### WRITTEN INSTRUCTION 1
Repeat word for word the rows from the line containing "for the blurred" up to and including the last line of the rows.
-- Start DOCUMENT SEGMENT --
First, these so-called supplies,were made as precipitators and not power supplies per se. This leads to the idea of electrostatic action as opposed to real current flow in any form of arc condition or any form of current delivery at voltage that is anything short of a flawless fixed small current. Glow mode operation can be hectic and kick back spikes and other trash into the chi-com supplies that were designed for simple establishment of an invariant electrostatic field under static conditions perhaps at microamp current flows when functioning between fixed plates in air. (the original design criterion)

They are being rather misused over there designed function in fighting to just achieve smooth gas load with the highly spike laden start up barrier being a storm tossed gulf over which it must sail before the gas load more or less settles down.

The term power supply without a specific moniker like "Precipitator" are typically expected to supply any voltage at any current over their entire range within specification. Good supply design will have protection circuitry that will shutdown the supply safely when any significant spike outside of design current or voltage delivery is seen, (Spellman,etc.)
-- End DOCUMENT SEGMENT --
-- Start EXERCISE MATERIALS --
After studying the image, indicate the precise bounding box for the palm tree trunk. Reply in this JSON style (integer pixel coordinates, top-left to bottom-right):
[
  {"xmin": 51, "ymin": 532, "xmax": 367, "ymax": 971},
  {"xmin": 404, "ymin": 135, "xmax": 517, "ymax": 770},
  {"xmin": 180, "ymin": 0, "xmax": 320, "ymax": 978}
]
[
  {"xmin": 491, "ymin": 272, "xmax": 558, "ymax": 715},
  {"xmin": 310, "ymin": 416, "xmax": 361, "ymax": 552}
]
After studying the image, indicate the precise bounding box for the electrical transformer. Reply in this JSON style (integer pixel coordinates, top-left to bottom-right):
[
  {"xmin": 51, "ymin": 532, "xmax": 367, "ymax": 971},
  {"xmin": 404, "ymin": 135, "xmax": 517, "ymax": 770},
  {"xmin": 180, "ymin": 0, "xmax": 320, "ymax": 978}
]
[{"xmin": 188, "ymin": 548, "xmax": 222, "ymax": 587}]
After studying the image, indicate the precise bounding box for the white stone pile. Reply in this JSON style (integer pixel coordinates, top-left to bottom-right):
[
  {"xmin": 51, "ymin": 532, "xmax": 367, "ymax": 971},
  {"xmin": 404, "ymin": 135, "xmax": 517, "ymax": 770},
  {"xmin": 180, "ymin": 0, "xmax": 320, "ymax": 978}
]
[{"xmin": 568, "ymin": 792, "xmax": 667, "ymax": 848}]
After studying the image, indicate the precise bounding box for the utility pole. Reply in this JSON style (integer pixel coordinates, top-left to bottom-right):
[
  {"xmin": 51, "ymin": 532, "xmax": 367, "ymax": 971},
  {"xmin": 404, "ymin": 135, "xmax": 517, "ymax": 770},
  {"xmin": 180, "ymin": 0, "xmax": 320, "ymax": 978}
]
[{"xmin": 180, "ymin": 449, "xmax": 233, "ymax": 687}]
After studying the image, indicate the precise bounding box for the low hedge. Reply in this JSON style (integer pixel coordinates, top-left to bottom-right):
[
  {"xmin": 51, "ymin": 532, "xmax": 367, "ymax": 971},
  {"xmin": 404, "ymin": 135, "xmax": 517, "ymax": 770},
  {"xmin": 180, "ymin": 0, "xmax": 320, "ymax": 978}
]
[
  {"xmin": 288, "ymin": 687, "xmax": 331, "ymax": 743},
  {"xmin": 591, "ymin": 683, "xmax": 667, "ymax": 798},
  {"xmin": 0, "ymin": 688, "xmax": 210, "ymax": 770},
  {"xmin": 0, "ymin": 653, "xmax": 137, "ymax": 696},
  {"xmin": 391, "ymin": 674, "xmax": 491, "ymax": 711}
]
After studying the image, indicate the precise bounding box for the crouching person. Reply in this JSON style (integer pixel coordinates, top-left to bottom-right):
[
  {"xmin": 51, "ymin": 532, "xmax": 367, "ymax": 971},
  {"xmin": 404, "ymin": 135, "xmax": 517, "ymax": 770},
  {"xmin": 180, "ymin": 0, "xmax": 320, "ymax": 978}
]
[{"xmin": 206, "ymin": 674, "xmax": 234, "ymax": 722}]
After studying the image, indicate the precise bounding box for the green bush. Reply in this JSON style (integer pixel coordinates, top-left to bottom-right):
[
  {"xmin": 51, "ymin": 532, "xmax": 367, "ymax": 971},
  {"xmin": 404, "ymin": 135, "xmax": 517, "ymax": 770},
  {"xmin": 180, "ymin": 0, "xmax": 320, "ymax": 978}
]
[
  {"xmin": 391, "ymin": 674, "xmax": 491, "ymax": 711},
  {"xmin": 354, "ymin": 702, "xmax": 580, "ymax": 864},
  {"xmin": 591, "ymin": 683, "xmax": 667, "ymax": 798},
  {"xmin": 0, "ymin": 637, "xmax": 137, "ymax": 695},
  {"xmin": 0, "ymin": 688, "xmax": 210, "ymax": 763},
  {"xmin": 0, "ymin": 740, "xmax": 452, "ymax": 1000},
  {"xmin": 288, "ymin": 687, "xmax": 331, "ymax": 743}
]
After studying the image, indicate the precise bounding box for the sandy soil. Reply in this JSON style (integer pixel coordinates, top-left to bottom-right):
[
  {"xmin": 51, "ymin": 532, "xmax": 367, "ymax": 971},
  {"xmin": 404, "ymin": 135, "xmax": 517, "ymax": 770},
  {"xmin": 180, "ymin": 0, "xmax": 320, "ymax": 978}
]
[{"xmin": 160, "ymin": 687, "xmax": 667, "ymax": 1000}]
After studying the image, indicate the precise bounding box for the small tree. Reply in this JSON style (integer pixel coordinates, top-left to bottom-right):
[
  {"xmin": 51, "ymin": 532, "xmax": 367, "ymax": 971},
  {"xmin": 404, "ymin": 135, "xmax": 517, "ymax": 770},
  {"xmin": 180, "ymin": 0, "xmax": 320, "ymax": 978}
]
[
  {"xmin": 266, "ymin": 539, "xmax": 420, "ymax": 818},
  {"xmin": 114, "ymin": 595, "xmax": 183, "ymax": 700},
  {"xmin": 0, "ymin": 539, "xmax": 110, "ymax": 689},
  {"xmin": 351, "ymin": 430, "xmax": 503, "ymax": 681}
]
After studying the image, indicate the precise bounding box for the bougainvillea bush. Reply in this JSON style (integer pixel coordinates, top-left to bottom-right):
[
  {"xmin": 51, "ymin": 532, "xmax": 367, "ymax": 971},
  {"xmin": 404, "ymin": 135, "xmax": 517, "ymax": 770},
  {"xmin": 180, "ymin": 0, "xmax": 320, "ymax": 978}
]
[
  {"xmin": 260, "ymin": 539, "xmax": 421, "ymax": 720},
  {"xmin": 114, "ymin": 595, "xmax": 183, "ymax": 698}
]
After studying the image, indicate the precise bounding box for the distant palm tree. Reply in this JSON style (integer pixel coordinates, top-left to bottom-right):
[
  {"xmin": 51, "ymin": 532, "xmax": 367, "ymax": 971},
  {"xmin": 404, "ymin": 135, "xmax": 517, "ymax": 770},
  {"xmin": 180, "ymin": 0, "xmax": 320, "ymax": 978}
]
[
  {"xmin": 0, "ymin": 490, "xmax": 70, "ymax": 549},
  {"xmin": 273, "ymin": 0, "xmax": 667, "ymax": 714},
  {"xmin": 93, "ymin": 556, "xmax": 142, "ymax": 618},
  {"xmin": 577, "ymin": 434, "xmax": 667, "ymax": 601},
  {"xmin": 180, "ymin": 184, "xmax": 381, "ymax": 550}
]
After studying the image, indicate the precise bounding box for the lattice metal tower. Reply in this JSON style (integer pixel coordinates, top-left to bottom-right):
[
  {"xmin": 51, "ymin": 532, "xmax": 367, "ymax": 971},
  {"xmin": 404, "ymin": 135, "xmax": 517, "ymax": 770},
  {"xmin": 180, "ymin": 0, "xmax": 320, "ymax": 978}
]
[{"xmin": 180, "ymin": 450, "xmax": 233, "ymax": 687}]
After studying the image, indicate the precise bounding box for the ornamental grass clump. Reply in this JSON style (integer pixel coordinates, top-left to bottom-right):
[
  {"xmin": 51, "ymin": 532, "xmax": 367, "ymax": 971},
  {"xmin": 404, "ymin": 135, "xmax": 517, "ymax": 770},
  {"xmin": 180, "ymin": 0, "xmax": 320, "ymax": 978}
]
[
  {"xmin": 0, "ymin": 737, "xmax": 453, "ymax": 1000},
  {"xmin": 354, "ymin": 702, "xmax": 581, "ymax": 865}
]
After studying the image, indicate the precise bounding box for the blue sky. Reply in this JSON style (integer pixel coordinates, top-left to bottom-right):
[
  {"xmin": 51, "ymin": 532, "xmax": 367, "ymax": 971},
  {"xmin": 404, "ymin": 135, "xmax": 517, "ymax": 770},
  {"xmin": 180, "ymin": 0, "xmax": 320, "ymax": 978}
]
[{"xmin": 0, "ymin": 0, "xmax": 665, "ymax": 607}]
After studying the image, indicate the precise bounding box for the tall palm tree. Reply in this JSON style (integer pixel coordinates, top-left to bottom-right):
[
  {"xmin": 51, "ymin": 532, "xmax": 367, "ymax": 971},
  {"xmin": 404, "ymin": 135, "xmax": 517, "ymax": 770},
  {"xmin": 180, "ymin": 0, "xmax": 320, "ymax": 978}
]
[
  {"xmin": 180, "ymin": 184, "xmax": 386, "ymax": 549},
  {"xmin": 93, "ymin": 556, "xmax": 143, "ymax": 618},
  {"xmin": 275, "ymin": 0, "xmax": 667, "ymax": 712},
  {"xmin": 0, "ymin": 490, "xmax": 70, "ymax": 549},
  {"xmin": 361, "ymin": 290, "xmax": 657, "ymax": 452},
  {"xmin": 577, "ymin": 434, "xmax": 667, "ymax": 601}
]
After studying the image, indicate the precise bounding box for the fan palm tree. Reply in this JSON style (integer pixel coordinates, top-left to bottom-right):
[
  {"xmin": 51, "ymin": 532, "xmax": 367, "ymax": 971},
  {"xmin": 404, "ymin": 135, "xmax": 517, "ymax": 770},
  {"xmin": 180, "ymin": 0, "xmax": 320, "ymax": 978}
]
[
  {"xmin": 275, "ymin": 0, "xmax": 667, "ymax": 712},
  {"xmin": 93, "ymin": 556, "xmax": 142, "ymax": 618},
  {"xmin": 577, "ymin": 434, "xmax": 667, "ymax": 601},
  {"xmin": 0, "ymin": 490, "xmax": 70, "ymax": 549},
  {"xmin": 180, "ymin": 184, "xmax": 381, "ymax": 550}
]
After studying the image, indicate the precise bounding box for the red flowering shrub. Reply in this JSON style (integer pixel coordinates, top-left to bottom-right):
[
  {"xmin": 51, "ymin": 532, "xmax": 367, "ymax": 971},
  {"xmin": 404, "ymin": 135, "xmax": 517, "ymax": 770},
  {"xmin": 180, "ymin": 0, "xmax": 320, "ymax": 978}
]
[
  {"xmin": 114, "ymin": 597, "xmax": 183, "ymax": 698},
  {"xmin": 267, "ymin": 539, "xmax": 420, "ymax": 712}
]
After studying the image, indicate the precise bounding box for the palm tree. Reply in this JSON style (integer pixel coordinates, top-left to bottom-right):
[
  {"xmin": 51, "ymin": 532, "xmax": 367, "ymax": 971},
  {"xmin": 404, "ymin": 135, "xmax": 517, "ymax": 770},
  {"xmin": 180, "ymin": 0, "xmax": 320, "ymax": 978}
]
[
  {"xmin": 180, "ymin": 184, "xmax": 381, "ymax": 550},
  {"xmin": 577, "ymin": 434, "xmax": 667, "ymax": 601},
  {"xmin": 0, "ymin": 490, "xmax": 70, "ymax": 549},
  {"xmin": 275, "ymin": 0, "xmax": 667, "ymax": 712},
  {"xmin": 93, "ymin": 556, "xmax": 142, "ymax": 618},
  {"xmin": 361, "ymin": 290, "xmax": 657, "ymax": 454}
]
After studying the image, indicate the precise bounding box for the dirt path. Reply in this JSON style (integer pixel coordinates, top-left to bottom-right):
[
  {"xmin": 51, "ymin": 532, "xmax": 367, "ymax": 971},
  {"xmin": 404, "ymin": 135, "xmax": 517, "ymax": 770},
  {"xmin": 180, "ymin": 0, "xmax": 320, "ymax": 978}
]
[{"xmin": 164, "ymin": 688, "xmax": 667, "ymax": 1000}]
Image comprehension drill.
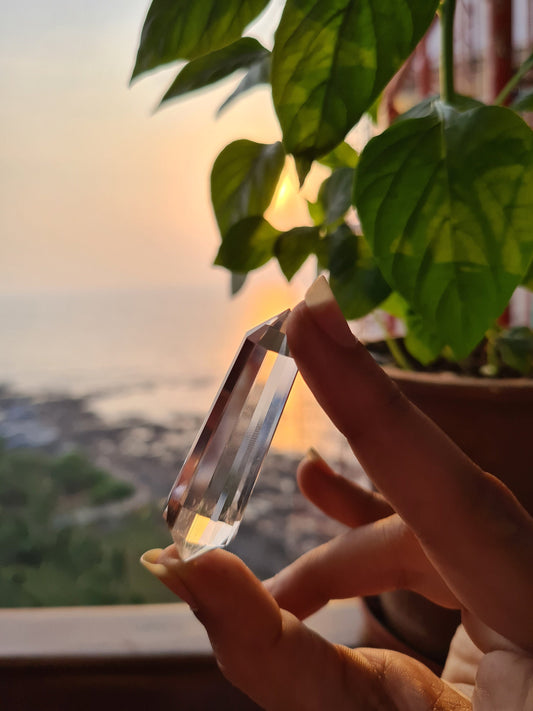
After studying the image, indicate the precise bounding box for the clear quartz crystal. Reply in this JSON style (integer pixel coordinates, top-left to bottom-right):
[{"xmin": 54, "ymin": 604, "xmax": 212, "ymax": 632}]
[{"xmin": 164, "ymin": 310, "xmax": 297, "ymax": 560}]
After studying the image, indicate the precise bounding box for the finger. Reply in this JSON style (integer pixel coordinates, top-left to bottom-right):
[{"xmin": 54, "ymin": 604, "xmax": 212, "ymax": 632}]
[
  {"xmin": 265, "ymin": 514, "xmax": 458, "ymax": 619},
  {"xmin": 287, "ymin": 280, "xmax": 533, "ymax": 647},
  {"xmin": 143, "ymin": 546, "xmax": 467, "ymax": 711},
  {"xmin": 297, "ymin": 450, "xmax": 394, "ymax": 527}
]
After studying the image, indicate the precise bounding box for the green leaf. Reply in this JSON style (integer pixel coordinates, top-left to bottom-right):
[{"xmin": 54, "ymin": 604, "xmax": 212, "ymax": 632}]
[
  {"xmin": 230, "ymin": 272, "xmax": 248, "ymax": 296},
  {"xmin": 215, "ymin": 216, "xmax": 281, "ymax": 274},
  {"xmin": 161, "ymin": 37, "xmax": 270, "ymax": 103},
  {"xmin": 379, "ymin": 291, "xmax": 444, "ymax": 365},
  {"xmin": 318, "ymin": 141, "xmax": 359, "ymax": 170},
  {"xmin": 132, "ymin": 0, "xmax": 269, "ymax": 79},
  {"xmin": 211, "ymin": 139, "xmax": 285, "ymax": 238},
  {"xmin": 522, "ymin": 261, "xmax": 533, "ymax": 291},
  {"xmin": 511, "ymin": 91, "xmax": 533, "ymax": 112},
  {"xmin": 272, "ymin": 0, "xmax": 439, "ymax": 161},
  {"xmin": 355, "ymin": 104, "xmax": 533, "ymax": 359},
  {"xmin": 404, "ymin": 310, "xmax": 444, "ymax": 365},
  {"xmin": 217, "ymin": 52, "xmax": 270, "ymax": 116},
  {"xmin": 495, "ymin": 326, "xmax": 533, "ymax": 375},
  {"xmin": 329, "ymin": 224, "xmax": 391, "ymax": 319},
  {"xmin": 274, "ymin": 227, "xmax": 320, "ymax": 281},
  {"xmin": 395, "ymin": 94, "xmax": 485, "ymax": 123}
]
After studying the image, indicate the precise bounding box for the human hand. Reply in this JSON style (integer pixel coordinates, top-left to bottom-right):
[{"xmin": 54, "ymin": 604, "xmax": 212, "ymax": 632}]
[{"xmin": 139, "ymin": 283, "xmax": 533, "ymax": 711}]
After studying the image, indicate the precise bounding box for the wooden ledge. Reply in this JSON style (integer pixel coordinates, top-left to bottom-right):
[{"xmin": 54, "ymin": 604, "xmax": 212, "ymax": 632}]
[{"xmin": 0, "ymin": 599, "xmax": 363, "ymax": 668}]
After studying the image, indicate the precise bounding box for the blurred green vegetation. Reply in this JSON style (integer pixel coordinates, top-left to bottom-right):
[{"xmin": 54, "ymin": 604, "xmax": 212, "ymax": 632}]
[{"xmin": 0, "ymin": 440, "xmax": 175, "ymax": 607}]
-- End EXERCISE MATERIALS --
### WRITTEN INSTRUCTION 2
Quote the passage on precipitator supplies from "The term power" up to and including "is seen, (Spellman,etc.)", character for character.

### COMPLETE ANSWER 1
After studying the image, indicate the precise bounding box for the blurred green vegetation. Reply in this JSON style (integer pixel coordinates, top-left to bottom-right):
[{"xmin": 54, "ymin": 604, "xmax": 212, "ymax": 632}]
[{"xmin": 0, "ymin": 440, "xmax": 175, "ymax": 607}]

### COMPLETE ANSWER 2
The term power supply without a specific moniker like "Precipitator" are typically expected to supply any voltage at any current over their entire range within specification. Good supply design will have protection circuitry that will shutdown the supply safely when any significant spike outside of design current or voltage delivery is seen, (Spellman,etc.)